WORK TO BE COMPLETED >> Extract the lines that begin with the line containing "If you could mark the lamb" and continue through the final line of the entries. Reproduce each line without any changes.

(Entries for labeling points)
+ + +

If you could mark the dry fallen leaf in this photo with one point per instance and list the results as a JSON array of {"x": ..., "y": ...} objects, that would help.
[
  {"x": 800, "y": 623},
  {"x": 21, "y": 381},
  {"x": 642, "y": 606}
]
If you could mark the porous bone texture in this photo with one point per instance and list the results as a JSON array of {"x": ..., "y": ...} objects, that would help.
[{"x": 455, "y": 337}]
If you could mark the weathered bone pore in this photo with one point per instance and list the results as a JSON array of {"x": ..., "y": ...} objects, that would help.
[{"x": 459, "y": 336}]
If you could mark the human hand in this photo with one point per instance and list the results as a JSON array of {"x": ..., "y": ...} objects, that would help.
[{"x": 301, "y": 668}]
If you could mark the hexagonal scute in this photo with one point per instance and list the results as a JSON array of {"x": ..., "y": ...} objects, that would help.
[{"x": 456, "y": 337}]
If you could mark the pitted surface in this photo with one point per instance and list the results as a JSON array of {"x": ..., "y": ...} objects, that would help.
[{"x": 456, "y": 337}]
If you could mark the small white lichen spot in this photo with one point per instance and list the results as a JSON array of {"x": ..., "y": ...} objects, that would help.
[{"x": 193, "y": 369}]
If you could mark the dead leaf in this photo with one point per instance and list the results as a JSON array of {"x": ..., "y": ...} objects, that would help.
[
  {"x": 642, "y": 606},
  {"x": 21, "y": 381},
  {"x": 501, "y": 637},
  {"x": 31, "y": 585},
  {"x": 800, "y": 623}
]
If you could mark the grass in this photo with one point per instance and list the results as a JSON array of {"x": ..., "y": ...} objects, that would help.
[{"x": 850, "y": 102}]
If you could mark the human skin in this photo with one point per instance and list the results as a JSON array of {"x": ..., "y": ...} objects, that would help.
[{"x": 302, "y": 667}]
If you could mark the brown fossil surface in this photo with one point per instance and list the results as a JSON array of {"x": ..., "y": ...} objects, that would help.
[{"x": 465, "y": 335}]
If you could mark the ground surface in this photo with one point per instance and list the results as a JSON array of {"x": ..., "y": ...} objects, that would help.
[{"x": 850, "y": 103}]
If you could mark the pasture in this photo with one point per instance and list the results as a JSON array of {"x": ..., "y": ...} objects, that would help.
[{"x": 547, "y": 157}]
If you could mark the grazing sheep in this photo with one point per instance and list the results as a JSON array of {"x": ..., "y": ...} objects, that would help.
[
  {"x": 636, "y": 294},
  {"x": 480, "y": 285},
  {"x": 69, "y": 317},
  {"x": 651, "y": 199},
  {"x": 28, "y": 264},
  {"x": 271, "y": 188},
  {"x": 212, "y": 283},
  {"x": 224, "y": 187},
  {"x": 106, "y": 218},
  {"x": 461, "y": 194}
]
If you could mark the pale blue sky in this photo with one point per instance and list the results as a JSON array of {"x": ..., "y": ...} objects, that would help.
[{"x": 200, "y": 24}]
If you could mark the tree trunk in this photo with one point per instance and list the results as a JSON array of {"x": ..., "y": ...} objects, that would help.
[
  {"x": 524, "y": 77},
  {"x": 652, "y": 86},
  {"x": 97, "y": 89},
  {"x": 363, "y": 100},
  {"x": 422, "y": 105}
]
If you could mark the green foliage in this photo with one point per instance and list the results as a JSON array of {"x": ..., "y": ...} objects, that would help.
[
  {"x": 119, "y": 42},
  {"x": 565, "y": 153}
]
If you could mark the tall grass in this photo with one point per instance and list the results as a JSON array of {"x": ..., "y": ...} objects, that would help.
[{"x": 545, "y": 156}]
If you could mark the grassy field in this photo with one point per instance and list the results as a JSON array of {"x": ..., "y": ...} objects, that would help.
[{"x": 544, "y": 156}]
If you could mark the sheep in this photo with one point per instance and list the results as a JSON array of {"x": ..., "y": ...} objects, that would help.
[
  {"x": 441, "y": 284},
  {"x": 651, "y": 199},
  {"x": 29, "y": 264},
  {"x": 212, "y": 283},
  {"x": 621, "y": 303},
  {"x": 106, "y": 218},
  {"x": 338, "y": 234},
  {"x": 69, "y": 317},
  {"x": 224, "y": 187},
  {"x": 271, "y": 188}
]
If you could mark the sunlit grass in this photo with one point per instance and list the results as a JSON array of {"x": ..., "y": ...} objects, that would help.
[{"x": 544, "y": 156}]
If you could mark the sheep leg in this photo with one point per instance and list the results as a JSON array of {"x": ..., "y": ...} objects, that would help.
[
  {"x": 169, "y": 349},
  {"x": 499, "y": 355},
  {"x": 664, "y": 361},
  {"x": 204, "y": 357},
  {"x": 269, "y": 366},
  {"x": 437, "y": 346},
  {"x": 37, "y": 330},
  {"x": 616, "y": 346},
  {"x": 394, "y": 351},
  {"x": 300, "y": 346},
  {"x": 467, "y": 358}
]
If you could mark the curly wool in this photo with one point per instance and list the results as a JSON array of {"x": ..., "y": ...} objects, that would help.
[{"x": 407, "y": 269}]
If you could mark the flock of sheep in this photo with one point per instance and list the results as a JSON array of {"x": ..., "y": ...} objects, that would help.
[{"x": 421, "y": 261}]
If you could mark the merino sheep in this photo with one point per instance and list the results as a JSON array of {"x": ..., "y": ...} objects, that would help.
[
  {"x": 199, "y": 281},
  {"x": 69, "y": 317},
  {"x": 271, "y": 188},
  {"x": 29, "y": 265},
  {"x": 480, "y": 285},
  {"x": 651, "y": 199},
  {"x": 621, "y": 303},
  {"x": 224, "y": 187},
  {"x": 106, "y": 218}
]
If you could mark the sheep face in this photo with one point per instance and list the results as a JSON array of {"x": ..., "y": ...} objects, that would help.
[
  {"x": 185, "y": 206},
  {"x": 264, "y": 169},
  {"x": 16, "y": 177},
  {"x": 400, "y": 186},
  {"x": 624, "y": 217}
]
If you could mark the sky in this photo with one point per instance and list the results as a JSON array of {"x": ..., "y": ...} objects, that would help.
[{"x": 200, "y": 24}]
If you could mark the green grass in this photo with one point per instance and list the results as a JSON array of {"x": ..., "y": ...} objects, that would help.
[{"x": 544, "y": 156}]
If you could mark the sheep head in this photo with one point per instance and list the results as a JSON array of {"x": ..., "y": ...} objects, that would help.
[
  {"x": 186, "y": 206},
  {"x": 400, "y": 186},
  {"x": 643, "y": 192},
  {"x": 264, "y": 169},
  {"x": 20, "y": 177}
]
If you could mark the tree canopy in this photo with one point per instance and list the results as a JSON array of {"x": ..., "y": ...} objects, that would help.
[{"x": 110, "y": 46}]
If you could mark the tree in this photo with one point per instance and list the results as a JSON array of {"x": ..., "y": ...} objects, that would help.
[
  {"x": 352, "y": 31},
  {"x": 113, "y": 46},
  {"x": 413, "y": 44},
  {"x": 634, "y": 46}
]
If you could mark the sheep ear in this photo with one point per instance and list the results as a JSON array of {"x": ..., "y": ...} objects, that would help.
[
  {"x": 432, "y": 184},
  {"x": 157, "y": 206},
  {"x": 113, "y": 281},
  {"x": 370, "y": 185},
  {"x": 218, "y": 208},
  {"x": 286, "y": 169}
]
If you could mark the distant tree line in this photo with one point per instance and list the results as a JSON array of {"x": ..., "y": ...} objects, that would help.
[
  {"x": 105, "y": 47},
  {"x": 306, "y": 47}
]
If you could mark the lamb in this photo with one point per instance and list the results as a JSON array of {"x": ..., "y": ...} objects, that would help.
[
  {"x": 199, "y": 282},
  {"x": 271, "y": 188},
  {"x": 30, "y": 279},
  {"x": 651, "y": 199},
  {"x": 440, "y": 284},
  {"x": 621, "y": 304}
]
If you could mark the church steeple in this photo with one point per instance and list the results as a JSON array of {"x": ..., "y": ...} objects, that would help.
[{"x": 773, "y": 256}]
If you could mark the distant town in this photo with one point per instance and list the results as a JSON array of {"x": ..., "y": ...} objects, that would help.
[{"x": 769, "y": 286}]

+ + +

ANSWER TO THIS PROBLEM >>
If you could mark the lamb in this photo with one point per instance and list the results as a JSON array of {"x": ..., "y": ...} objects, that would help.
[
  {"x": 199, "y": 282},
  {"x": 271, "y": 188},
  {"x": 30, "y": 279},
  {"x": 651, "y": 199},
  {"x": 440, "y": 284},
  {"x": 621, "y": 304}
]
If you could mark the church steeple in this photo with one point per instance and list the results as a JSON array of {"x": ..., "y": ...} objects, that would help.
[{"x": 773, "y": 256}]
If you could mark the distant town in this photo with one point per instance and list the results as a JSON array of {"x": ..., "y": ...} objects, that would help.
[{"x": 769, "y": 286}]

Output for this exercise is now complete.